What is needed => Change "list of rings" to "set of rings" everywhere it appears in the lines below, and keep everything else the same.

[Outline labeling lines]
-----

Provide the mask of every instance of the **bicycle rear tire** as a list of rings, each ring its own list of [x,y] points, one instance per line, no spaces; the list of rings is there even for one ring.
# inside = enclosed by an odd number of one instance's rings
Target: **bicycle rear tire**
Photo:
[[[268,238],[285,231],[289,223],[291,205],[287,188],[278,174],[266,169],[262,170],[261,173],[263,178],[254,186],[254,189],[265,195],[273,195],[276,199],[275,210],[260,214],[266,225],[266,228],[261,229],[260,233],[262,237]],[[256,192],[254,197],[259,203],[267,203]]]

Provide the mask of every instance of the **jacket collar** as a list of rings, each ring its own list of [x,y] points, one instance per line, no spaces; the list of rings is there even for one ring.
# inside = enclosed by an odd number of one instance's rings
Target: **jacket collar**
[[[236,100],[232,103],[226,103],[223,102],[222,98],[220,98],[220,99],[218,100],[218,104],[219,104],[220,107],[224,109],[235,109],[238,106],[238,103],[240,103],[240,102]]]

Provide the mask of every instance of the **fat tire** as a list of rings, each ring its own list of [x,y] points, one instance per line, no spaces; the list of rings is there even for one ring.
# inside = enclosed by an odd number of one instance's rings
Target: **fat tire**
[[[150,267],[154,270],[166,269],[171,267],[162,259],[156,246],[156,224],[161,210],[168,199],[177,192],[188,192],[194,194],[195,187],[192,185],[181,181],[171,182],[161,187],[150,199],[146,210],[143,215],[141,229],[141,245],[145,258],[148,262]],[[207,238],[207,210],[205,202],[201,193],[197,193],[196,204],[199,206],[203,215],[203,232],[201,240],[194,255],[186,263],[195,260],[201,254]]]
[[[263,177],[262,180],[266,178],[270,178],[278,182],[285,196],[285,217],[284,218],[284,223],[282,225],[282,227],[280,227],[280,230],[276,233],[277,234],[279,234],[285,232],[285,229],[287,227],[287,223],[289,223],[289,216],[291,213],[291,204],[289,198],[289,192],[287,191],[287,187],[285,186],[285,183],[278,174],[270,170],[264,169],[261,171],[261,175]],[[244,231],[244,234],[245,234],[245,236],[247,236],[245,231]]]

-----

Complete output =>
Provide the mask of every instance of the **bicycle rear tire** as a set of rings, each ring its own list of [x,y] points, one instance per line, no spaces; the set of rings is there even for one ring.
# inside = enclosed by an odd number of one instance's rings
Target: **bicycle rear tire**
Photo:
[[[268,238],[285,231],[289,223],[291,205],[287,188],[278,174],[266,169],[262,170],[261,173],[263,178],[254,186],[254,189],[265,195],[273,195],[276,199],[275,210],[260,214],[266,225],[266,228],[261,229],[260,233],[262,237]],[[256,192],[254,197],[259,203],[267,203]]]

Provide the mask of every instance of the **jacket collar** as a set of rings, each ring its own list of [x,y] points, one instance per line, no spaces; the set of rings is there even for one ring.
# inside = enclosed by an odd number of one instance's rings
Target: **jacket collar**
[[[236,100],[232,103],[226,103],[223,102],[222,98],[220,98],[220,99],[218,100],[218,104],[219,104],[220,107],[224,109],[235,109],[238,106],[238,103],[240,103],[240,102]]]

Provide the mask of every instance of the **fat tire** as a set of rings, each ring its own list of [x,y] points, one instance per line, no spaces; the set of rings is there even for one ring.
# inside = enclosed by an odd number of one instance's rings
Target: **fat tire**
[[[150,267],[154,270],[166,269],[171,267],[162,259],[156,246],[156,224],[161,210],[168,199],[177,192],[188,192],[194,194],[195,187],[192,185],[181,181],[171,182],[161,187],[150,199],[146,210],[143,215],[141,229],[141,245],[145,258],[148,262]],[[207,238],[207,210],[205,202],[201,193],[197,193],[196,204],[199,206],[203,215],[203,232],[201,240],[194,255],[186,263],[195,260],[201,254]]]
[[[263,177],[262,180],[266,178],[270,178],[278,182],[285,196],[285,217],[284,218],[284,223],[282,225],[282,227],[280,227],[280,230],[276,233],[277,234],[279,234],[285,232],[285,229],[287,227],[287,223],[289,223],[289,216],[291,213],[291,204],[289,198],[289,192],[287,191],[287,187],[285,186],[285,183],[278,174],[270,170],[264,169],[261,171],[261,175]],[[244,231],[244,234],[245,234],[245,236],[247,236],[245,231]]]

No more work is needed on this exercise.